= EXERCISE =
In full and without edits, write out the data that follows.

(Beginning of EXTRACTED RECORDS)

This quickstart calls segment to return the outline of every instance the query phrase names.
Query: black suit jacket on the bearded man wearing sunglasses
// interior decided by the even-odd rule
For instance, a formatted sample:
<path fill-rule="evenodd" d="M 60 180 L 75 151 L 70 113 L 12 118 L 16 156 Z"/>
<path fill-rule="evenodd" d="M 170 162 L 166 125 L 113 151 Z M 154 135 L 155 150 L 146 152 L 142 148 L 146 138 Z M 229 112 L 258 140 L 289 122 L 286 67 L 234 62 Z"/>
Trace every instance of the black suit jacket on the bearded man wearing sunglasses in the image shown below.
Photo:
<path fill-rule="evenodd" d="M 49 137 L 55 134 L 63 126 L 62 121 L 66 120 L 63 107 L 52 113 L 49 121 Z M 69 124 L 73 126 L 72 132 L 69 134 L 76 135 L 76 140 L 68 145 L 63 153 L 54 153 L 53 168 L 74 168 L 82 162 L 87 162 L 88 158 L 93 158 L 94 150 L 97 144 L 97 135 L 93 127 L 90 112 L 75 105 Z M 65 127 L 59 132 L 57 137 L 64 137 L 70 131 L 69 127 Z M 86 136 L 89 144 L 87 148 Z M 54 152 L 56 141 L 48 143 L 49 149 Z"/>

(End of EXTRACTED RECORDS)

= SOLUTION =
This quickstart calls segment to return the outline of every instance the query phrase names.
Query: black suit jacket on the bearded man wearing sunglasses
// interior decided by the even-odd rule
For instance, a formatted sample:
<path fill-rule="evenodd" d="M 60 180 L 75 151 L 70 113 L 12 118 L 16 156 Z"/>
<path fill-rule="evenodd" d="M 170 162 L 166 125 L 113 151 Z M 154 135 L 155 150 L 146 152 L 142 148 L 146 138 Z M 229 112 L 258 140 L 289 122 L 286 67 L 234 62 Z"/>
Trace every instance of the black suit jacket on the bearded man wearing sunglasses in the image shown below.
Photo:
<path fill-rule="evenodd" d="M 49 137 L 55 134 L 63 126 L 62 121 L 66 120 L 63 107 L 52 113 L 49 121 Z M 69 124 L 73 126 L 72 132 L 69 134 L 76 135 L 76 140 L 68 145 L 63 153 L 54 153 L 53 168 L 74 168 L 82 162 L 87 162 L 88 158 L 93 158 L 94 150 L 97 144 L 97 135 L 93 127 L 90 112 L 75 105 Z M 65 127 L 59 132 L 57 137 L 64 137 L 70 131 L 69 127 Z M 86 136 L 89 144 L 87 148 Z M 54 152 L 56 141 L 48 143 L 49 149 Z"/>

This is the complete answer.